Task directions: Transcribe all of the records word for word, but omit the pictures.

────────

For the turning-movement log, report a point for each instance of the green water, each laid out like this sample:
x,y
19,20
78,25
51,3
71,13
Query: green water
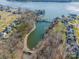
x,y
52,10
37,35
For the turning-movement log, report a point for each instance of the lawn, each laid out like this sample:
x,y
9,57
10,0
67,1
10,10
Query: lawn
x,y
6,18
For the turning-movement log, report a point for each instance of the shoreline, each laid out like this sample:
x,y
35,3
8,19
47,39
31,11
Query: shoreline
x,y
26,49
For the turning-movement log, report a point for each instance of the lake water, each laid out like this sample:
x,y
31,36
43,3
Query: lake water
x,y
52,9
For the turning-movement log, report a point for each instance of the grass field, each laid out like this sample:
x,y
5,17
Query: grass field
x,y
6,18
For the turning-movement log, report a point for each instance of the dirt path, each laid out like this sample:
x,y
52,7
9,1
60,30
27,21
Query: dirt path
x,y
26,49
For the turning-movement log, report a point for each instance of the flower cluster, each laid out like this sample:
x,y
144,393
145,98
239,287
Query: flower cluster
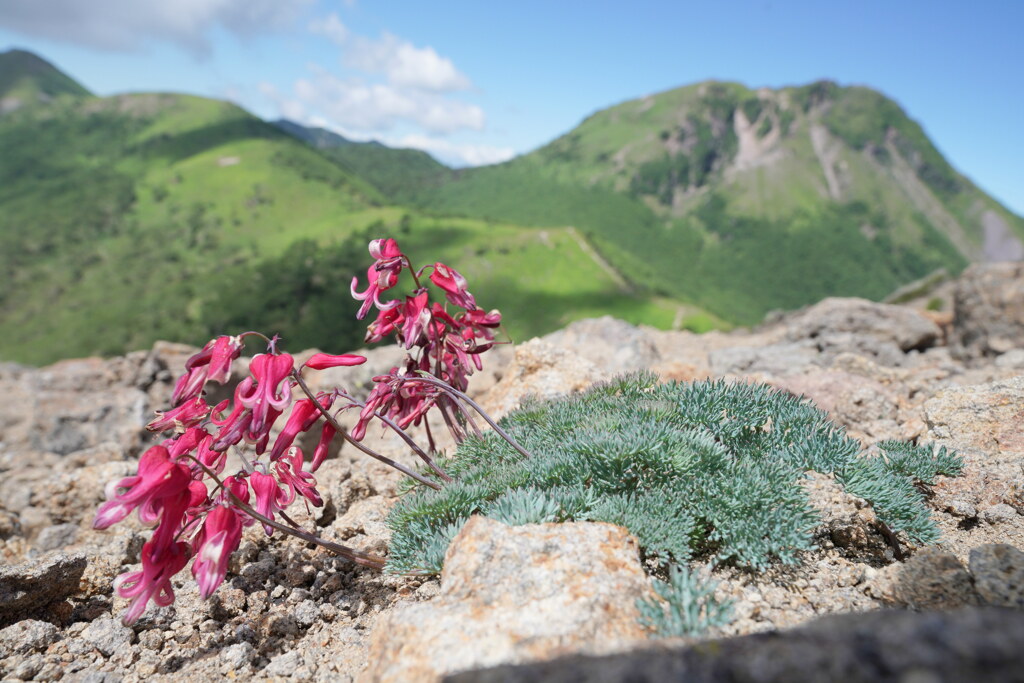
x,y
178,486
443,343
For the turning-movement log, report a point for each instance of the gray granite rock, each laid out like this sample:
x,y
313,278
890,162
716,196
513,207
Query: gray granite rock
x,y
859,325
516,594
27,636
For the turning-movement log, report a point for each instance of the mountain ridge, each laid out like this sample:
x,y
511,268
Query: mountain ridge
x,y
702,206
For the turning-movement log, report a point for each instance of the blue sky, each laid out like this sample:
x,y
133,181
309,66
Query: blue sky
x,y
475,82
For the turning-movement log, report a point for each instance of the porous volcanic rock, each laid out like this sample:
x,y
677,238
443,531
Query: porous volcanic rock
x,y
969,644
829,319
988,305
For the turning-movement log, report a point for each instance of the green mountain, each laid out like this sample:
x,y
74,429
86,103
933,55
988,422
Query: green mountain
x,y
26,78
743,201
139,217
150,216
390,170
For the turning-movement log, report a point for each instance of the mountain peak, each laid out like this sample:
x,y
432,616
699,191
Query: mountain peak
x,y
26,78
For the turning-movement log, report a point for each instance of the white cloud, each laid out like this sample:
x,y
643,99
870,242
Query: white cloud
x,y
331,28
372,108
453,153
127,25
288,109
403,65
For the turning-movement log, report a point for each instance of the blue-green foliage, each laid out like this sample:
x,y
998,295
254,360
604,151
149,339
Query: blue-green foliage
x,y
706,468
687,606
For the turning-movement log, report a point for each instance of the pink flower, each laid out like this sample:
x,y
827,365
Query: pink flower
x,y
154,582
388,319
159,478
454,286
382,275
325,360
218,538
184,443
269,497
212,364
235,426
416,317
291,474
270,395
212,459
186,415
320,455
304,416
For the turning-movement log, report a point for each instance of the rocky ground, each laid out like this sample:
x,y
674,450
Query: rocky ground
x,y
513,595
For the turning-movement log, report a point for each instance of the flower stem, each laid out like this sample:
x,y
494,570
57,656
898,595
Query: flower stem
x,y
424,377
364,559
370,452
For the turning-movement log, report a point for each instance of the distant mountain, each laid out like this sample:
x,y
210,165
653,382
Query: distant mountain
x,y
390,170
742,201
152,216
26,78
133,218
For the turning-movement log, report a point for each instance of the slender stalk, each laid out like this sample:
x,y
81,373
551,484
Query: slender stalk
x,y
890,539
370,452
364,559
459,394
412,444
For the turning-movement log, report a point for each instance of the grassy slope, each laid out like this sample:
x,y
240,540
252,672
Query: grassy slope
x,y
653,184
28,77
141,217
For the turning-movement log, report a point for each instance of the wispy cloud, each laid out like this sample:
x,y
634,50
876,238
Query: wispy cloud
x,y
127,25
387,87
453,153
353,103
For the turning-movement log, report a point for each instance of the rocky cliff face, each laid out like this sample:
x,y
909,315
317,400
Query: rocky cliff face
x,y
883,372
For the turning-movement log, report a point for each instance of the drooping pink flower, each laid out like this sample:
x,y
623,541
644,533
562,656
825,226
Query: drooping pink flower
x,y
454,285
382,275
181,417
212,364
185,442
416,317
304,416
158,478
154,582
218,538
236,425
388,319
291,474
325,360
214,460
403,402
270,394
480,322
270,498
320,454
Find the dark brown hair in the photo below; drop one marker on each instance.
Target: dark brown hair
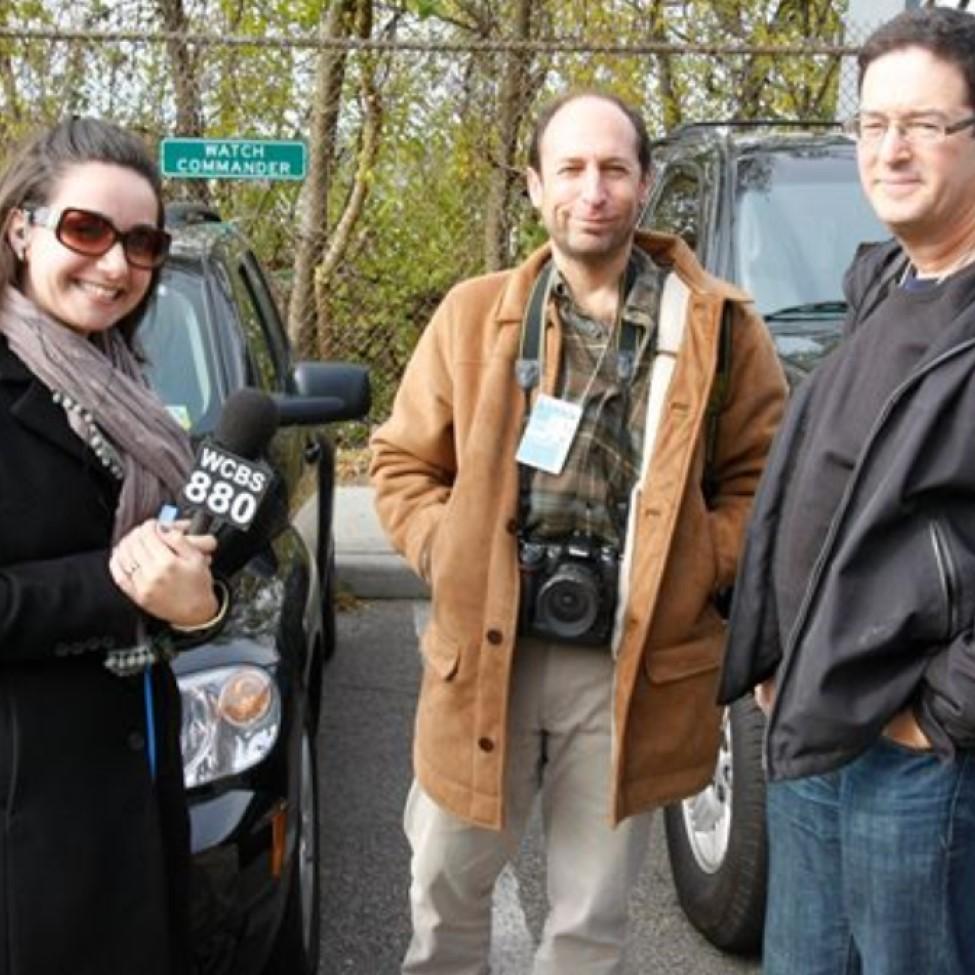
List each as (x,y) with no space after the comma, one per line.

────────

Problem solution:
For the turning-movement log, report a point for each instance of the green water, each laid out like this sample:
x,y
19,20
78,25
51,3
71,13
Query: green water
x,y
52,10
37,35
For the turning-movement log, report a point for each instance of the lawn, each laid out like this sample:
x,y
9,57
10,0
67,1
10,10
Query: lawn
x,y
6,18
For the turning-movement log, report a point for each instance of the shoreline, each laid out like this sample:
x,y
35,3
8,19
47,39
31,11
Query: shoreline
x,y
26,49
For the turning-movement log, report a point for each instance of the lake water, each laid out like this sample:
x,y
31,36
43,3
Query: lake water
x,y
52,9
For the turning-movement log, report a point for each instance of the grass field, each laid out like this sample:
x,y
5,17
Query: grass field
x,y
6,18
For the turning-movement log, report a point for each instance of the dirt path, each laid out like this sample:
x,y
52,7
9,1
60,30
27,21
Query: dirt path
x,y
26,49
For the turning-movement log, report a point for each instance of the flower cluster, each laid out like this sample:
x,y
144,393
145,98
239,287
Query: flower cluster
x,y
178,486
443,343
For the turning-movement log, report a point for each instance of the gray granite rock, each laid out like this sample:
x,y
313,278
890,162
716,196
513,207
Query: gray granite rock
x,y
859,325
516,594
27,636
For the turning-movement log, report a point for each instance of the mountain ridge, each laid out like this sample:
x,y
511,268
Query: mountain ridge
x,y
702,206
For the turning-movement log, report a point for each instance of the blue sky, each laid out like this sample:
x,y
133,181
309,66
Query: blue sky
x,y
475,82
For the turning-movement log, report a point for each instance of the porous volcanic rock, each laid out like this sample:
x,y
677,238
443,531
Query: porous volcanic rock
x,y
969,644
829,319
988,305
For the turning-movement log, report a point for each instance of the green mountain, each laid out like this sample:
x,y
74,429
86,103
933,55
988,422
Query: green mountain
x,y
26,78
743,201
139,217
150,216
390,170
For the turning-movement log, report a point for each instance of the mountain peak, each laid out like this sample:
x,y
432,616
699,191
Query: mountain peak
x,y
26,78
For the turning-movement log, report a point for each instance of the white cloud, each laid out like this sample:
x,y
643,99
870,242
Query: white cloud
x,y
331,28
372,108
453,153
127,25
288,109
403,65
For the turning-movement log, report a point for each instance of the blue-green foliage, each laid out like this sample:
x,y
998,295
254,360
604,151
149,339
Query: blue-green foliage
x,y
706,468
687,606
For the turning-movement log, report a point for each instance of the pink flower, each laid out like this sample:
x,y
827,365
Query: pink flower
x,y
154,582
388,319
159,478
454,286
382,275
325,360
218,538
184,443
269,497
212,364
235,426
416,317
291,474
270,395
212,459
186,415
320,455
304,416
For the turning-movement log, report a point for each instance of the rocky ground, each laid out like this sample:
x,y
674,450
Query: rocky ground
x,y
513,595
For the turning-movement log, report a point for each instance of the flower stem, each laid out like this sample:
x,y
494,570
57,656
898,595
Query: flower stem
x,y
424,377
364,559
370,452
For the turning-movement log, report a point for each instance of the distant mountain, each laid out like this sample:
x,y
210,165
653,382
Query: distant mountain
x,y
390,170
742,201
152,216
26,78
133,218
For the turning-movement log, report a point for each instance of the slender stalk, each laid out like this sample:
x,y
81,373
551,484
Query: slender stalk
x,y
890,539
370,452
364,559
459,394
412,444
For the turning-movement log, report a point for each instance of the grassy slope, each laid out like this sample:
x,y
240,540
252,672
Query: grassy slope
x,y
653,184
28,77
141,217
For the turning-movement log, report a point for each instance of the wispy cloud, each laid out like this sample:
x,y
634,50
876,238
Query: wispy cloud
x,y
127,25
387,87
453,153
353,103
For the turning-movement log, report a point for each instance of the rocky cliff face, each laid out like this sample:
x,y
909,315
317,400
Query: rocky cliff face
x,y
883,372
For the turning-movement log, report a point for each instance of the drooping pink flower, each laid out like this sample:
x,y
623,541
644,533
562,656
825,226
Query: drooping pink flower
x,y
454,285
382,275
181,417
212,364
185,442
416,317
304,416
158,478
154,582
218,538
236,425
388,319
291,474
325,360
214,460
403,402
270,394
480,322
270,498
320,454
Find the dark brown hair in the photo below; drop one marker on each instance.
Target: dark brown hair
List each as (x,y) with no space after the comma, one per line.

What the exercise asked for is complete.